- Material supplied
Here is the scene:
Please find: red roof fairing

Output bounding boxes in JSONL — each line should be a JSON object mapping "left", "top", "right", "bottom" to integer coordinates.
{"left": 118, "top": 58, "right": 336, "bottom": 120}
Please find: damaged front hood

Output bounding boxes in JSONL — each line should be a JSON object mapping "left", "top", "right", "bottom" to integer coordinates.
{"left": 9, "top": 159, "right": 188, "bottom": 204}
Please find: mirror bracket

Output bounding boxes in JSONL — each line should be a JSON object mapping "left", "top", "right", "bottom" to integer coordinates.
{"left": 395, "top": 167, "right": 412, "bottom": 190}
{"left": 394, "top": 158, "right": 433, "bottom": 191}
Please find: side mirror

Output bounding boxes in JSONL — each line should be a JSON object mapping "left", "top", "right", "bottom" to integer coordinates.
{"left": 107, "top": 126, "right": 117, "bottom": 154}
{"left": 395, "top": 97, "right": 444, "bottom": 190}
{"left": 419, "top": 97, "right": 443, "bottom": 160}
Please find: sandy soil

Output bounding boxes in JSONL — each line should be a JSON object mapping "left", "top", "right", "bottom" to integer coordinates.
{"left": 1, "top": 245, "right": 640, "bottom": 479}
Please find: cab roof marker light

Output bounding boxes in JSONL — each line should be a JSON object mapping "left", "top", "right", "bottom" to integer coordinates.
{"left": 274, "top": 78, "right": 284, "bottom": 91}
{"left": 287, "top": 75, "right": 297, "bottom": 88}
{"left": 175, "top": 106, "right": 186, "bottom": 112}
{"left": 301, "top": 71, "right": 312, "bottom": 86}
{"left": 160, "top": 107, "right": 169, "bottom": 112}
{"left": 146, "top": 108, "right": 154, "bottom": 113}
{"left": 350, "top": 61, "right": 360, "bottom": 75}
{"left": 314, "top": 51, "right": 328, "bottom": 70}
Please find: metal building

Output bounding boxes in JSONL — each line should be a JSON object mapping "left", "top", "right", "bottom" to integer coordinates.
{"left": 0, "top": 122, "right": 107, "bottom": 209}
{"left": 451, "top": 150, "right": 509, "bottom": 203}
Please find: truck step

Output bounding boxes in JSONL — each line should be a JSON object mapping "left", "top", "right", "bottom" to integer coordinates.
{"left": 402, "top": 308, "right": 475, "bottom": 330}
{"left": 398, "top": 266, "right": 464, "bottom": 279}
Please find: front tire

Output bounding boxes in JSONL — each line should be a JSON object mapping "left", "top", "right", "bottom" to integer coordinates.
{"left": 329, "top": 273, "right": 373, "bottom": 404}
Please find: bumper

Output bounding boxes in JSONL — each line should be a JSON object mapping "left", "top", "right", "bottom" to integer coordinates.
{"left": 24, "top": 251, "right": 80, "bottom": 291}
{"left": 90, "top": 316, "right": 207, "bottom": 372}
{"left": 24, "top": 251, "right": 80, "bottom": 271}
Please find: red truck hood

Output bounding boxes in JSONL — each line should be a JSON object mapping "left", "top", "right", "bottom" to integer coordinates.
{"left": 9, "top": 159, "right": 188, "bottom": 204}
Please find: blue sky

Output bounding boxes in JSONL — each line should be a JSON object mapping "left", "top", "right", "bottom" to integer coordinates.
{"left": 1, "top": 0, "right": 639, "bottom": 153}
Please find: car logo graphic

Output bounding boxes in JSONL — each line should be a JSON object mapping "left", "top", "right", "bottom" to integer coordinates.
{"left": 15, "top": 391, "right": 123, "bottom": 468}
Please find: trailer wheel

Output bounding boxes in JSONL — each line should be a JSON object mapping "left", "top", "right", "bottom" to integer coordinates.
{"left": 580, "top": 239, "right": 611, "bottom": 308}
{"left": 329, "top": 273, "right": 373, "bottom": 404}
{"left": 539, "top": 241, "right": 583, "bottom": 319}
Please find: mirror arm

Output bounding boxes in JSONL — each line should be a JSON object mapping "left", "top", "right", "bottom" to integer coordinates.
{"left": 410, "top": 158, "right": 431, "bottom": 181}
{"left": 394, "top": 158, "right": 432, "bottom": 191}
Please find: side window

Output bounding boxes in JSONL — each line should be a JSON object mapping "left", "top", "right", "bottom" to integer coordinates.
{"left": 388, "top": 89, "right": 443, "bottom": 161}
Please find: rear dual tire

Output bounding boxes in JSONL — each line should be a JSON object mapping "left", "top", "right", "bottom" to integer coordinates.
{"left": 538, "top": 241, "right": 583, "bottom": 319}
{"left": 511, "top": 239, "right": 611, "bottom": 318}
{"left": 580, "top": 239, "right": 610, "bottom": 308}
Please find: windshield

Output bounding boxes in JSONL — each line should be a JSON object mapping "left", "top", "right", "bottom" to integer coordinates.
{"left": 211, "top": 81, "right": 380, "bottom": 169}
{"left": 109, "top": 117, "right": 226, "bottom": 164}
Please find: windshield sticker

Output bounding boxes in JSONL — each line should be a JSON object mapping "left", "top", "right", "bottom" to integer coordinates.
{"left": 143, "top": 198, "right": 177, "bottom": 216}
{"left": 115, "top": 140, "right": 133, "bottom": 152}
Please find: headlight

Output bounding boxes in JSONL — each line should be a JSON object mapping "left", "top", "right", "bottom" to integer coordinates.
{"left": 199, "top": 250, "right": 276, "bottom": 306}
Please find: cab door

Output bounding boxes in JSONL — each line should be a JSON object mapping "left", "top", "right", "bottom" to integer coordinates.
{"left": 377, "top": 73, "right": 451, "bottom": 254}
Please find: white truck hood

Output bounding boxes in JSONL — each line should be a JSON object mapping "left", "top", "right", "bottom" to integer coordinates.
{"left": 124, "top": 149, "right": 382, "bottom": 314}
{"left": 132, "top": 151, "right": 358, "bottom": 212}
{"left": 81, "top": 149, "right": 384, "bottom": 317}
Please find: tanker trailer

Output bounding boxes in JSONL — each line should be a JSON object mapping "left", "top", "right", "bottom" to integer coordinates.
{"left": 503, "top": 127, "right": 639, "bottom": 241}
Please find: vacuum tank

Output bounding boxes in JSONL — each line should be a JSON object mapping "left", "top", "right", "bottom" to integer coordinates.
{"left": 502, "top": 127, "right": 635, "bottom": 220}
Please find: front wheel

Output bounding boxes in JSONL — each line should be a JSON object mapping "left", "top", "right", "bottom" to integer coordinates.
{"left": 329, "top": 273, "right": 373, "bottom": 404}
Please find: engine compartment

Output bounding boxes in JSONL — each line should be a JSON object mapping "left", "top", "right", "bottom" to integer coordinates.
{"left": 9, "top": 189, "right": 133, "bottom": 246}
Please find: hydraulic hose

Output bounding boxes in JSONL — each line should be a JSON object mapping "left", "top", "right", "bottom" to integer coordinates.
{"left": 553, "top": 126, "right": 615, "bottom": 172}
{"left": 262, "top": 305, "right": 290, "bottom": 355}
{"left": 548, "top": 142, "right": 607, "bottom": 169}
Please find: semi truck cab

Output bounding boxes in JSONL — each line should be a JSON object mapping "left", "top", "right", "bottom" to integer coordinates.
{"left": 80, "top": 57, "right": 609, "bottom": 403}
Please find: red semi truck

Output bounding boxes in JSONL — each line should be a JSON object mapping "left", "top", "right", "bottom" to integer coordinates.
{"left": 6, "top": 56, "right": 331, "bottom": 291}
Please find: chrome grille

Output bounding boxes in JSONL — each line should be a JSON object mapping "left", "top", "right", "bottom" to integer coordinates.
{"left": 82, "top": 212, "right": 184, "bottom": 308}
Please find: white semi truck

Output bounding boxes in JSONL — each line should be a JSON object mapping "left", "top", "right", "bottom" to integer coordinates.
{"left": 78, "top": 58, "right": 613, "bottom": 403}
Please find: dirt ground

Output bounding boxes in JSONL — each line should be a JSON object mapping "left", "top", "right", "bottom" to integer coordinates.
==
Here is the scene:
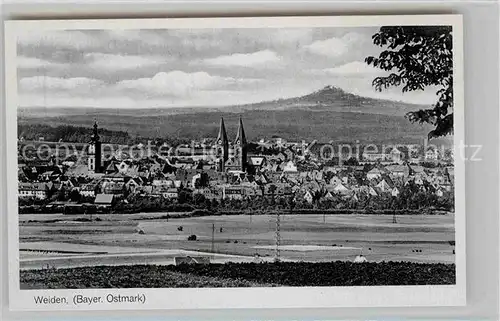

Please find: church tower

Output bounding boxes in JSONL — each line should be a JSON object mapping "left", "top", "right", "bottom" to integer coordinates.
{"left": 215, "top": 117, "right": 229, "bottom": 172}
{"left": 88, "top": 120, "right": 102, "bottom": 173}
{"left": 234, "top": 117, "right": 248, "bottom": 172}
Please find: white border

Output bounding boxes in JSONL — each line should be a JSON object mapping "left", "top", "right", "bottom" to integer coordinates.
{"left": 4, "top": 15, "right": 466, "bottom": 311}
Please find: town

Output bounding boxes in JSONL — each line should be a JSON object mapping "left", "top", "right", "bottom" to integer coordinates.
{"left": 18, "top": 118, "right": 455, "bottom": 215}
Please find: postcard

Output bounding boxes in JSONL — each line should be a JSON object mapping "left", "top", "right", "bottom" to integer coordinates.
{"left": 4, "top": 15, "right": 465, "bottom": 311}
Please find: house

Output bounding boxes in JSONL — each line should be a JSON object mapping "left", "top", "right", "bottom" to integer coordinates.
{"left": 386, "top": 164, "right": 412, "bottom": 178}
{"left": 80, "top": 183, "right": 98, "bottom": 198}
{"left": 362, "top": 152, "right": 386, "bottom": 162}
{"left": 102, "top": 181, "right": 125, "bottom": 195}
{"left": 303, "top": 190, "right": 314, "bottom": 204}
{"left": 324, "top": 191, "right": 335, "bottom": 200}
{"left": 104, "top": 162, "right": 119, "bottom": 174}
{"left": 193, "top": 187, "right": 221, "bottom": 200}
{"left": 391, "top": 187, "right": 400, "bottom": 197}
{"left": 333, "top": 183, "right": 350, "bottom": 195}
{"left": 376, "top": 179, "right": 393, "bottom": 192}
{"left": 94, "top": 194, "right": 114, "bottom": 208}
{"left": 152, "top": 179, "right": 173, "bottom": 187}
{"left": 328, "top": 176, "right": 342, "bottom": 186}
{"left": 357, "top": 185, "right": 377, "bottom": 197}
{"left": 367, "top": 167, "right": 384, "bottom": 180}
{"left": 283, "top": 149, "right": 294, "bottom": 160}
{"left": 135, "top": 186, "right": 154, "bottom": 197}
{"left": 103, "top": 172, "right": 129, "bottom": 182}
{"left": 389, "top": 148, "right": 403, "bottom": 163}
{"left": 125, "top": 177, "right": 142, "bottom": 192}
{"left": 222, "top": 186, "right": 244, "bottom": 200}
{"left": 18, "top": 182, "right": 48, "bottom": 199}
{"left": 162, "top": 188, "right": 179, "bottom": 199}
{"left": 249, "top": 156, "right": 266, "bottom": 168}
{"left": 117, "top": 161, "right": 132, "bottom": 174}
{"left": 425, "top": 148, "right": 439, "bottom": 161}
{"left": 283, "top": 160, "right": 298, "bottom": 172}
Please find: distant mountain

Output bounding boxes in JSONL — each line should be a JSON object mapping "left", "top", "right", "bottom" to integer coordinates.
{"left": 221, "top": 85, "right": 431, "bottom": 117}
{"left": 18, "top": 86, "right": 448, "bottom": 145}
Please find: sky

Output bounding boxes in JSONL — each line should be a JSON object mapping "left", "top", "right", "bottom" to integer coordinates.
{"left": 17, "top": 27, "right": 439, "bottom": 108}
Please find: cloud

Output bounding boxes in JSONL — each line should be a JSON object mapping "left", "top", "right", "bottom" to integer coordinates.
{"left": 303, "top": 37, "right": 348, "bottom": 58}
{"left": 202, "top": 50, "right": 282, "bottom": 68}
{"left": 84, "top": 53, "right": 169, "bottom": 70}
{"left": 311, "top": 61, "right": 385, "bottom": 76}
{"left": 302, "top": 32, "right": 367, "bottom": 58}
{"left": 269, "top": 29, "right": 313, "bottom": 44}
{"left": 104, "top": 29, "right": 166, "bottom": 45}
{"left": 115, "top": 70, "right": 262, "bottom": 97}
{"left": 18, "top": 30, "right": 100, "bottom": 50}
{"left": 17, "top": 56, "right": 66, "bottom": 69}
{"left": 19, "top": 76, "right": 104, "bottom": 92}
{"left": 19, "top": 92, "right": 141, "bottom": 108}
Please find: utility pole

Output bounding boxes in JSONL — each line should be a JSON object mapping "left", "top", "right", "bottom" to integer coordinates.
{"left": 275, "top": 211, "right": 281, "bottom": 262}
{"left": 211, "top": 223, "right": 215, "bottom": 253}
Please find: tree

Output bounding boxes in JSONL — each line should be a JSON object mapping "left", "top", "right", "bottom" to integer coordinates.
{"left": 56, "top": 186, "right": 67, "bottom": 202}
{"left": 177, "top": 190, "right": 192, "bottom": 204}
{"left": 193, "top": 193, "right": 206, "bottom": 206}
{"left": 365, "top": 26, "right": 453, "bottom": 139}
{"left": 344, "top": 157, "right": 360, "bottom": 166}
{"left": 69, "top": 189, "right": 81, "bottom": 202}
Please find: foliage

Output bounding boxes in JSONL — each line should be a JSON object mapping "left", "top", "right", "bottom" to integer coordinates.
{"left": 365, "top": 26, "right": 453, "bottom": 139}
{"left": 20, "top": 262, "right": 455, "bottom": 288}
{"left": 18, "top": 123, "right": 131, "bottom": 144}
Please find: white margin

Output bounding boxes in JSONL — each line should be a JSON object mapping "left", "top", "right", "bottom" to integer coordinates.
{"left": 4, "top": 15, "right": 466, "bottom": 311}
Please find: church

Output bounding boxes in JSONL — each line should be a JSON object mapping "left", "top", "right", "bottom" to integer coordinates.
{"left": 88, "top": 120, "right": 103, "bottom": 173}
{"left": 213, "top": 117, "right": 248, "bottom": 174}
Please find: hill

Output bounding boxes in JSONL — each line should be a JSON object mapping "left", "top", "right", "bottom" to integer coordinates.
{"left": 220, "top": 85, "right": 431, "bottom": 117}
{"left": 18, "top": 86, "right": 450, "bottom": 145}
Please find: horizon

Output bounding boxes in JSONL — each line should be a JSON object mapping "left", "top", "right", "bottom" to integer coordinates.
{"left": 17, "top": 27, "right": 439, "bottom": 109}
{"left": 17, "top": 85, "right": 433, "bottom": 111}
---
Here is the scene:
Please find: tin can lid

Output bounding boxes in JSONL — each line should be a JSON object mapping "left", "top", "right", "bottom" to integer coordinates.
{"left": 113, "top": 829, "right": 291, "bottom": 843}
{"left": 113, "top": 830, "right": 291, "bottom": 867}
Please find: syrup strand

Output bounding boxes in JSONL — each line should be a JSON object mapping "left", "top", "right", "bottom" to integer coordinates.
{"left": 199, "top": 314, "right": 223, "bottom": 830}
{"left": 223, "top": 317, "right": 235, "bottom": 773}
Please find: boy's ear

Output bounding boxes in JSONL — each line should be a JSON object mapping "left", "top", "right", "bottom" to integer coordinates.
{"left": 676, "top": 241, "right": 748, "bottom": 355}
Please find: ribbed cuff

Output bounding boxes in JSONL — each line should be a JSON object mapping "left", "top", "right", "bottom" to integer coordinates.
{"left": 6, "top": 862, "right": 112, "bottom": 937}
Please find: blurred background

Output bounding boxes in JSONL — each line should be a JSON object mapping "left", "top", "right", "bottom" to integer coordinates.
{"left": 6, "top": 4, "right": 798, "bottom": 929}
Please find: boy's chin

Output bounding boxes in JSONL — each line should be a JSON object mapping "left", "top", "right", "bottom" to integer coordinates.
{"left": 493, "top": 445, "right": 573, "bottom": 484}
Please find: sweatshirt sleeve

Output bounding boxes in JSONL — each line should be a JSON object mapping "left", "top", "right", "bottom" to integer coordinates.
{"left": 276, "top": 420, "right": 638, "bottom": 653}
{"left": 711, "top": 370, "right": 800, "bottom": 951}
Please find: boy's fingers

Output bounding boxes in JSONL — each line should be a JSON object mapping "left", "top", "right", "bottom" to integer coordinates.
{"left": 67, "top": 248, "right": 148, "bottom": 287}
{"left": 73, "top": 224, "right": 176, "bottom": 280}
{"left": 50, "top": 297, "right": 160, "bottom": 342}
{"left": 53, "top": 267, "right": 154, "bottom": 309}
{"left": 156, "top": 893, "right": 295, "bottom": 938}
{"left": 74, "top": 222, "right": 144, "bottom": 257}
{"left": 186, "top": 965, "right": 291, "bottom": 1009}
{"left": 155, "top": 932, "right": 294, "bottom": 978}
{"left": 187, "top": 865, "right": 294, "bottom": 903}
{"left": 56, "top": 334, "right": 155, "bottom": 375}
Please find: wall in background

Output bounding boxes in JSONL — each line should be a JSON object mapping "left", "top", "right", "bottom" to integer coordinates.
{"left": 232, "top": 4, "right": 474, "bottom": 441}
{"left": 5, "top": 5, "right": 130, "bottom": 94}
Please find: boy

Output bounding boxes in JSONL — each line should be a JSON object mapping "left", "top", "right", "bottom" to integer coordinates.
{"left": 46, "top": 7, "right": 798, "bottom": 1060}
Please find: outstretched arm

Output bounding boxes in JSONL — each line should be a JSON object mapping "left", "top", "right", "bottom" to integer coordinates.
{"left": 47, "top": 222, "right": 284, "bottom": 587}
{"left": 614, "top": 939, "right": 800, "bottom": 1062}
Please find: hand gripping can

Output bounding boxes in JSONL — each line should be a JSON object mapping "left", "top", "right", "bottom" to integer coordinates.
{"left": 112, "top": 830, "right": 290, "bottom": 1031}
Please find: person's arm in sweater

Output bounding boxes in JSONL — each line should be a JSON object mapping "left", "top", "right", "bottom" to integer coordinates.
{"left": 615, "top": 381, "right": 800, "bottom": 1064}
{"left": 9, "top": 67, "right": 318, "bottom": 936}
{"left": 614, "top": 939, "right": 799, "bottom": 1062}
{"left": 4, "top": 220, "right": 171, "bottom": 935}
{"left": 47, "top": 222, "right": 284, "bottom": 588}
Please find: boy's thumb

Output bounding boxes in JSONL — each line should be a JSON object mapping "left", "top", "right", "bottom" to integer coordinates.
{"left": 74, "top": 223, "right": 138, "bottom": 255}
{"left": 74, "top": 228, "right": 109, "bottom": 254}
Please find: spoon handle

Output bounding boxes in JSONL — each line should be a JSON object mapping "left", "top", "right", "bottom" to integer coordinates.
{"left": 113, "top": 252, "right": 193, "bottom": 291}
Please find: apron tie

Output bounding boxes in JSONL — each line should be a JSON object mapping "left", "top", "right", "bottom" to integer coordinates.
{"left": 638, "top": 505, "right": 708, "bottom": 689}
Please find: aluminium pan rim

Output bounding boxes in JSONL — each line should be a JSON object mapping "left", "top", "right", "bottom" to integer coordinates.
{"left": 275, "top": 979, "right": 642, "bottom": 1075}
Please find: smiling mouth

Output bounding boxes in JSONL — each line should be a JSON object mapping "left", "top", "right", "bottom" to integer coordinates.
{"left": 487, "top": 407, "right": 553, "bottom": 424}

- Requirement
Give the number of lines in the data that contain the string "front", and nothing else.

- Answer for this exercise
3